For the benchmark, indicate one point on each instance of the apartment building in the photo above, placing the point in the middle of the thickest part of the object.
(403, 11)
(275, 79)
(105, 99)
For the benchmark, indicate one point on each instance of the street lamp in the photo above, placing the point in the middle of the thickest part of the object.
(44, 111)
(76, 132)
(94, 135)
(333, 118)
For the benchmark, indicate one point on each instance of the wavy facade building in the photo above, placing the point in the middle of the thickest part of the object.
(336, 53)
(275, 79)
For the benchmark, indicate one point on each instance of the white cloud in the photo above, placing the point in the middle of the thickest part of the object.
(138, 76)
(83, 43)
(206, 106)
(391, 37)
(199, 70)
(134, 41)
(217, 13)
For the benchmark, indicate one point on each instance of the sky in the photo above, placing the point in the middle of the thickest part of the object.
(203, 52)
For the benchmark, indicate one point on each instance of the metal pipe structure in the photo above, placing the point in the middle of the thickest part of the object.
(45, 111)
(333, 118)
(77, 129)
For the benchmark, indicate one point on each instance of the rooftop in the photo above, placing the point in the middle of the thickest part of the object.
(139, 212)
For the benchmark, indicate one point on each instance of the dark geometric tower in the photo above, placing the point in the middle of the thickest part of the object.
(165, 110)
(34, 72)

━━━━━━━━━━━━━━━━

** EXERCISE **
Can you copy out all of the records above word for word, without changing anything?

** SOLUTION FOR THIS PROBLEM **
For the benchmark, indicate one point on each instance of the apartment building in the photo above, placing the point in the middle of the thickest part of the object.
(403, 11)
(275, 79)
(105, 99)
For the benchmark, indicate one point on each instance of the street lamp in the photo above, placing the point in the middle of the thickest part of the object.
(44, 111)
(76, 132)
(94, 135)
(333, 118)
For the benchmark, indicate one point on each instance of the wavy facade building in the photo above, placing the point in the middle of the thickest part of the object.
(336, 53)
(275, 79)
For the benchmark, indicate one point on each instance of the white cloud in the photo above, placing the point in the middle of the thickest part of the object.
(138, 76)
(83, 43)
(206, 106)
(391, 37)
(199, 70)
(134, 41)
(217, 13)
For the benchmark, indicate one point on each instance of the sky in the photo above, placing the point in the middle of the thickest part of the object.
(203, 52)
For the benchmark, indicate one point on each instance of the metal pipe structure in the photo above, placing the point in the middle of the thickest part of the object.
(45, 111)
(333, 118)
(77, 129)
For the benchmark, indicate one point on each instance of the rooftop in the photo above, placing the point in the middle of the thickest part of the object.
(139, 212)
For the benchmark, indicate one point on each instance of the dark geometric tower in the photo above, placing the point in the middle of the thickest part of the object.
(165, 110)
(34, 72)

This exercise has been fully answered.